§ **Directive**:
Please count how many lines of the listing below contain the string "bird", treating uppercase and lowercase as different, and reply with the number alone.

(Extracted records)
-- Start --

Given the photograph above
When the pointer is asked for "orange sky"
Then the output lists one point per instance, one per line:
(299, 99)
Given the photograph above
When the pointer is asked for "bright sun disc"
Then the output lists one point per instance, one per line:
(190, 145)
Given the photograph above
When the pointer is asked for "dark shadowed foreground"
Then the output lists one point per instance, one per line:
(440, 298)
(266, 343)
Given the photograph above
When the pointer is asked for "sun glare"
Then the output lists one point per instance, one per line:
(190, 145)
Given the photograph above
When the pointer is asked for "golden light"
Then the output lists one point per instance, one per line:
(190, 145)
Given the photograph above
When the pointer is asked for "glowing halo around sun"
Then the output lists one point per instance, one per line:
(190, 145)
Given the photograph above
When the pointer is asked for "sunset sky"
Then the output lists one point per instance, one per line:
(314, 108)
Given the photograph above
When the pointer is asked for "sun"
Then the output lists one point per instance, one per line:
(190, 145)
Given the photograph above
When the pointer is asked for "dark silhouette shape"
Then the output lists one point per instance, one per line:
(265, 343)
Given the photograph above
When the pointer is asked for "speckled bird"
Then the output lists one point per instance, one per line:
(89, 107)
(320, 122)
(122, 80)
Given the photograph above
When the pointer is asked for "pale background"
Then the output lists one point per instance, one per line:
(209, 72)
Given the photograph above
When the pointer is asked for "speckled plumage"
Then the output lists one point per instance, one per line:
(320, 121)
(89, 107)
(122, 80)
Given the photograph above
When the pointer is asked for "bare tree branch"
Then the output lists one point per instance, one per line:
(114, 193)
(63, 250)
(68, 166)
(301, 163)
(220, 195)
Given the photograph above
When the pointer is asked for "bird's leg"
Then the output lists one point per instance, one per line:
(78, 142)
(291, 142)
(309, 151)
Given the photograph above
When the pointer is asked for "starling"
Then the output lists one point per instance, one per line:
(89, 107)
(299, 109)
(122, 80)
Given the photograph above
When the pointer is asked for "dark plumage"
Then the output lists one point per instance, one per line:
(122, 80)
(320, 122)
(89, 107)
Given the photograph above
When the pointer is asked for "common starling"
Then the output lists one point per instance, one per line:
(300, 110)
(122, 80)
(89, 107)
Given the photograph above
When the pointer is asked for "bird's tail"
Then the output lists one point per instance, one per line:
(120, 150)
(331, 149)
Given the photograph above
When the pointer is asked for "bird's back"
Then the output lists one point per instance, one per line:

-- End --

§ **Completed exercise**:
4